→ WORK REQUIRED:
Rescale the records between the lines holding "Excuse me — can you please point out where the blue" and "[24,44,195,216]", inclusive. Give only those lines again, requests included, with every bounding-box coordinate in the answers multiplied by 1.25 and rounded to a whole number, halves rounded up.

→ Records:
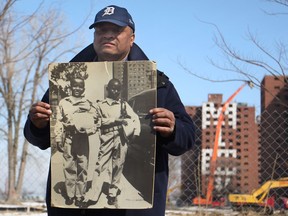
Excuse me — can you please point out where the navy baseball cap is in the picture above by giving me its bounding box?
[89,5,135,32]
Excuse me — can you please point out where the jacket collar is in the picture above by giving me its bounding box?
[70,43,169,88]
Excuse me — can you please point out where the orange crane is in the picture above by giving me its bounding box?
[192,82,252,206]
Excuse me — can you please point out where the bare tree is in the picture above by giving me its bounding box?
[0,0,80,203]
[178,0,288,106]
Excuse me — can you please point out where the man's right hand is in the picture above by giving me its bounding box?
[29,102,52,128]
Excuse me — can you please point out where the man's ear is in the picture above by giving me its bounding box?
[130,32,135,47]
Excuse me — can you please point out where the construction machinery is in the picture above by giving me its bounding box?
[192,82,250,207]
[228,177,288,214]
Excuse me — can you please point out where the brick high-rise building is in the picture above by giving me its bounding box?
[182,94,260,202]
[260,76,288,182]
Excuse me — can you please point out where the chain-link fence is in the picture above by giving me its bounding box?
==
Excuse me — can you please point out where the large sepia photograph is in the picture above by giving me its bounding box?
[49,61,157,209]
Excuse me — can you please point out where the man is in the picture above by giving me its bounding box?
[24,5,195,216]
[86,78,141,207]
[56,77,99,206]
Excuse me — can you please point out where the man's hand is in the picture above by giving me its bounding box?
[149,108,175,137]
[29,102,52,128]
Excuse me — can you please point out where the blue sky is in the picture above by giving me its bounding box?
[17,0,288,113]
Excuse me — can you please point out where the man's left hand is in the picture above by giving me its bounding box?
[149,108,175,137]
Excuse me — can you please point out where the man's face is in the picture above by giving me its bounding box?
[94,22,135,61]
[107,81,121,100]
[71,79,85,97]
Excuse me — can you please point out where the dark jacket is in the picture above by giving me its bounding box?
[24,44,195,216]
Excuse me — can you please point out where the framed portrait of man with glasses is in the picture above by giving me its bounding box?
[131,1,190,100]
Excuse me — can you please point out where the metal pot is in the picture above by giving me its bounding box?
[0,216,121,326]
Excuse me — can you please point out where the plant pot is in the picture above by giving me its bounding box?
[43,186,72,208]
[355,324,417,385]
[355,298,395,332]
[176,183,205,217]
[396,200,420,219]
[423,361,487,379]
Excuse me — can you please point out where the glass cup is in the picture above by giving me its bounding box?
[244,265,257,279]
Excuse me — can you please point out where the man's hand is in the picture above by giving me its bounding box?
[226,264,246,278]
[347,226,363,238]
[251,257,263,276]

→ FINAL ANSWER:
Excuse me — can you please point out where the blue sky is in the picture above by giving me its bounding box?
[21,0,360,141]
Excuse me — can you please point out where the man's left hand is in the picture above by giving me its bounding box?
[186,135,219,171]
Excuse me — can you please point out where the man's face is in the picture above by giving me its bounding box?
[118,28,169,76]
[134,101,151,125]
[89,99,106,121]
Excuse me — can you please point out where the dark jacket is in the picture above by giving me its bounding box?
[30,55,244,270]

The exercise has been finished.